** Assignment **
Each image should be skipped while the records are restated word for word.

····················

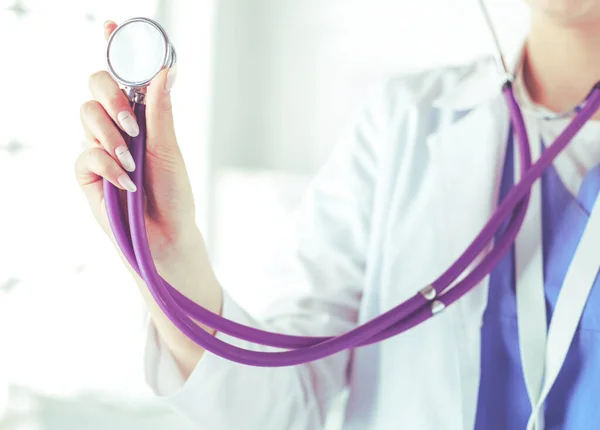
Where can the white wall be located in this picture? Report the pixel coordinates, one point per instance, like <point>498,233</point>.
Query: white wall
<point>288,72</point>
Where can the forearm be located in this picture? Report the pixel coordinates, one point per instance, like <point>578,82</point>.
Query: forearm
<point>191,274</point>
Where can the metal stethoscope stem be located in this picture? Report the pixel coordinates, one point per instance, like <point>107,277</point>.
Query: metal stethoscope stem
<point>426,303</point>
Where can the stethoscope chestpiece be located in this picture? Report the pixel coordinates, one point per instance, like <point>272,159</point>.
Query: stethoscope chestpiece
<point>137,51</point>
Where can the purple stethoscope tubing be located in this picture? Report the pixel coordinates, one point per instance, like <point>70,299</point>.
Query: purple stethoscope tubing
<point>181,310</point>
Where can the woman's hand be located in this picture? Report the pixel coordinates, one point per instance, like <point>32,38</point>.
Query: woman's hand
<point>175,241</point>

····················

** Answer section **
Where can the white wall be located in this picture? Report the pixel coordinates, one point per instance, like <point>498,233</point>.
Query: white wall
<point>288,72</point>
Where can the forearm be located in this picture? Report the pixel coordinates, one point per instance, like <point>578,82</point>.
Query: forearm
<point>191,274</point>
Where can the metal stethoscope stem be located in this picture? Report the pixel coordinates, one point per instance, like <point>107,277</point>.
Query: metal stethoscope stem
<point>426,303</point>
Where can the stethoscope chestpiece be located in this picture? Report the pixel coordinates, one point per instance, like <point>272,159</point>.
Query: stethoscope chestpiece
<point>137,51</point>
Where can the purple stethoscope tubing be located in this picture? Report the pixel coordinates, one point per instance, like <point>70,299</point>.
Query: purple stethoscope tubing
<point>181,310</point>
Where can the woman's hand be located in this picture? Report the pixel coordinates, one point per instance, like <point>32,38</point>.
Query: woman's hand
<point>175,241</point>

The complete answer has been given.